◆ DIRECTIVE
Exact repetition of every entry is required.

◆ WORKING DATA
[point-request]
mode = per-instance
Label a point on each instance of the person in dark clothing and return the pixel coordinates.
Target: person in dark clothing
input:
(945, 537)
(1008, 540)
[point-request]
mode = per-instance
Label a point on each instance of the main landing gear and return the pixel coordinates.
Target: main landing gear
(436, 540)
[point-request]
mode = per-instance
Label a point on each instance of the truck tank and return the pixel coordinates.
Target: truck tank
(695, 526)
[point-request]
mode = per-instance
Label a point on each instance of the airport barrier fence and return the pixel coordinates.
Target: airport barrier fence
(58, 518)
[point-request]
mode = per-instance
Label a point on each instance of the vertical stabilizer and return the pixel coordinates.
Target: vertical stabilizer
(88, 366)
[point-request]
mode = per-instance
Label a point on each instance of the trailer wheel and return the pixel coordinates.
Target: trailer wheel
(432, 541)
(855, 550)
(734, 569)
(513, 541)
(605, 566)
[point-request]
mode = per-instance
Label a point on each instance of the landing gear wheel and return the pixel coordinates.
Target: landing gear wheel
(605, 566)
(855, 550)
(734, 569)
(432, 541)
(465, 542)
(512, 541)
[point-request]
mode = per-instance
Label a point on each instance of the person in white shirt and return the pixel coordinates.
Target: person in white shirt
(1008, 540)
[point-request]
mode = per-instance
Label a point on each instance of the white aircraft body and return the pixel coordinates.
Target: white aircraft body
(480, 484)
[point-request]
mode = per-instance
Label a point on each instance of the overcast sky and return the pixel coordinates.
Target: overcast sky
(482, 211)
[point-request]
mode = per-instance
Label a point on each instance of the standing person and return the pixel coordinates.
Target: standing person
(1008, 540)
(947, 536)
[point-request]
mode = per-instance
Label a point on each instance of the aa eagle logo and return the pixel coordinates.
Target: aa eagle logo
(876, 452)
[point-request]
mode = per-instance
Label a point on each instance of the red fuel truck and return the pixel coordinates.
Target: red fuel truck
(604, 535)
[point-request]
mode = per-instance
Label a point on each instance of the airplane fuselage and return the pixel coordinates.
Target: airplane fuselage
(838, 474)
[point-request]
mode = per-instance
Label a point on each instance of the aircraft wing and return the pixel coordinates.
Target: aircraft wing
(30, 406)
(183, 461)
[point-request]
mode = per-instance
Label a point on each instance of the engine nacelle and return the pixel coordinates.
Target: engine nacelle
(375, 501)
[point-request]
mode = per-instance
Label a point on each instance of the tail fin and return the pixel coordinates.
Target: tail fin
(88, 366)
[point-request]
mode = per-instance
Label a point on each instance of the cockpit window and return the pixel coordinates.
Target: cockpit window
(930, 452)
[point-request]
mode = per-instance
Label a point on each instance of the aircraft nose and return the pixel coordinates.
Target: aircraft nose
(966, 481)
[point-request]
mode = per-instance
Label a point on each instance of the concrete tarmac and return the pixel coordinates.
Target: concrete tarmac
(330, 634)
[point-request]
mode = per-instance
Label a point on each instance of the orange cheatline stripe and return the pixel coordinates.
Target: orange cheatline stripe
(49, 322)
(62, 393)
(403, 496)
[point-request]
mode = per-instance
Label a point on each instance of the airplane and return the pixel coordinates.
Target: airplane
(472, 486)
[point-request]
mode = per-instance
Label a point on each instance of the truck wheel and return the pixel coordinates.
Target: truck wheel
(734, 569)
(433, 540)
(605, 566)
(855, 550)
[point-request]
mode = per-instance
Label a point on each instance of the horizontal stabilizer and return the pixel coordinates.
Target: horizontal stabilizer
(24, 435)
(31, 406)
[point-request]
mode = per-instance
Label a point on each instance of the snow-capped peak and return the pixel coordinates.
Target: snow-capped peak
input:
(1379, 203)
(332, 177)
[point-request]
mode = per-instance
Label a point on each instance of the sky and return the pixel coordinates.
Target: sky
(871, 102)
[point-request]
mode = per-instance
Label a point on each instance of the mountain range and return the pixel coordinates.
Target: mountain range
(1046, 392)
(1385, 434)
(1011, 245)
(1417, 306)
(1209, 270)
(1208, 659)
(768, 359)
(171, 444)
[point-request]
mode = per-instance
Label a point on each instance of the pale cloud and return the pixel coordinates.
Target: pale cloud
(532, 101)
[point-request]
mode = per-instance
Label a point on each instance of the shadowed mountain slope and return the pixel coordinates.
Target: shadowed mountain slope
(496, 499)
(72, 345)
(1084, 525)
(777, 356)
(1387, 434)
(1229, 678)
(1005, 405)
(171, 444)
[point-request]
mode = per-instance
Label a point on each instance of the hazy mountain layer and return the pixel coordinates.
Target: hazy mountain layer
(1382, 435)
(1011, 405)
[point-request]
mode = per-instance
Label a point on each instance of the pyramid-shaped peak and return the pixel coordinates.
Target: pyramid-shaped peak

◆ TASK RESULT
[point-request]
mode = per-instance
Label a point on each instance of the person in dark clothing and return the pixel coordinates.
Target: person in dark clothing
input:
(945, 537)
(1008, 540)
[point-request]
mode = per-instance
Label a point on each instance of the main landing gear and return the pixel coordinates.
Target: main landing gear
(436, 540)
[point-request]
mode = per-instance
Label a point on each instance of the truck tank and return the pixel coordinates.
Target: truck tank
(695, 526)
[point-request]
mode = per-instance
Label a point on each instance of the airport barrier fence and return the pixel coordinates.
Target: airport barrier fence
(58, 518)
[point-request]
mode = per-instance
Label a point on each instance of the vertical stabilizer and return the pixel coordinates.
Target: vertical stabilizer
(88, 366)
[point-request]
mode = per-instance
Label a point on each instance of the trailer wheel and return the pixel coordinates.
Target: trailer wheel
(432, 541)
(855, 550)
(734, 569)
(513, 541)
(605, 566)
[point-request]
mode = per-instance
Label a point on each instance of the landing gear wheel and return the pixel coordinates.
Target: landing gear wheel
(605, 566)
(855, 550)
(734, 569)
(432, 541)
(465, 542)
(512, 541)
[point-request]
mode = per-instance
Label a point on each instance of the person in white shirt and return the pixel coordinates.
Target: person in white shirt
(1008, 540)
[point-request]
mode = per-instance
Label a point on each instance of the white aircraft body and return the pixel coordinates.
Target: white aircraft body
(480, 484)
[point-request]
mode = per-instance
Label a point on each instance of the overcast sky and return the pixel coordinates.
Target: overcast sky
(482, 211)
[point-request]
mode = per-instance
Label a point on each instance of the standing person and return the pixel coordinates.
Target: standing person
(1008, 540)
(947, 536)
[point-request]
mode = per-instance
Label a point on each instance of the aa eagle logo and return the pixel coordinates.
Target: aa eagle logo
(876, 452)
[point-request]
mode = per-instance
Label a point on each instance of the red fuel truck and return the pixel coordinates.
Target: red fuel truck
(604, 535)
[point-request]
mode = per-instance
Label a point on each instance of the airplane fuselage and return the pixel coordinates.
Target: airplane fuselage
(838, 474)
[point-request]
mode = per-instance
Label a point on each instance of the aircraft wing and return the pixel coordinates.
Target: aircraft wing
(30, 406)
(183, 461)
[point-request]
mode = per-instance
Label a point on each instance of the engine nacelle and return the pixel coordinates.
Target: engine nacelle
(375, 501)
[point-request]
mode = per-instance
Label a point on each instance of the tail fin and return the pixel coordinates.
Target: tail fin
(88, 366)
[point-request]
mode = per-instance
Label a point on each instance of the cockpit window and return the pixel coordinates.
Target: cockpit window
(930, 452)
[point-request]
mode = per-instance
Label a point on each instance of the aircraft nose and return the pixel coordinates.
Target: aircraft nose
(966, 481)
[point-request]
mode = per-instance
Label a point on each instance of the concrete tarmac and return the pixel coordinates.
Target: concrete tarmac
(330, 634)
[point-request]
mode = per-instance
Label a point on each instance of the orange cheatline stripe and return the pixel coordinates.
Target: orange cheatline stripe
(49, 322)
(62, 393)
(403, 496)
[point-request]
mode = per-instance
Label a point on each instance of the airplane and return the pixel coordinates.
Target: airplane
(472, 486)
[point-request]
mode = per-instance
Label a point on each instance of the truck wheel and return the pixel coordinates.
Target: truck wheel
(734, 569)
(433, 540)
(605, 566)
(855, 550)
[point-request]
mode = per-instance
Label a point on each instance of the horizontal stabilizer and return the pixel coordinates.
Target: horizontal stabilizer
(24, 435)
(31, 406)
[point-request]
mode = per-instance
Label a point on each instance of the snow-capped peak and return the pixel coordinates.
Target: snow-capped peak
input:
(1379, 203)
(332, 177)
[point-request]
mode = per-instance
Label a point on each instance of the sky and return the pixel coordinates.
Target: sky
(871, 102)
[point-request]
mode = per-instance
Label a point on each instance of the mountain range and return the pixel coordinates.
Target: mountain range
(1046, 392)
(1385, 434)
(1011, 245)
(1417, 306)
(1209, 270)
(1208, 659)
(768, 359)
(171, 444)
[point-request]
mode = per-instance
Label a point on each instance of the pale cloud and return the pixel coordinates.
Target: pale cloud
(532, 101)
[point-request]
mode = per-instance
Label a point on each instance of the shadowed mountain slope and return the pixel coordinates.
Target: shadowed mountain slope
(496, 499)
(72, 345)
(1084, 525)
(777, 356)
(1387, 434)
(1229, 678)
(1005, 405)
(171, 444)
[point-request]
mode = per-instance
Label a point on each instance of the hazy mountain layer and return the pixel coordinates.
Target: hazy mountain layer
(1382, 435)
(1011, 405)
[point-request]
mode = per-instance
Label a point on each instance of the pyramid-shaped peak and return the pixel coordinates.
Target: pyramid-shaped peak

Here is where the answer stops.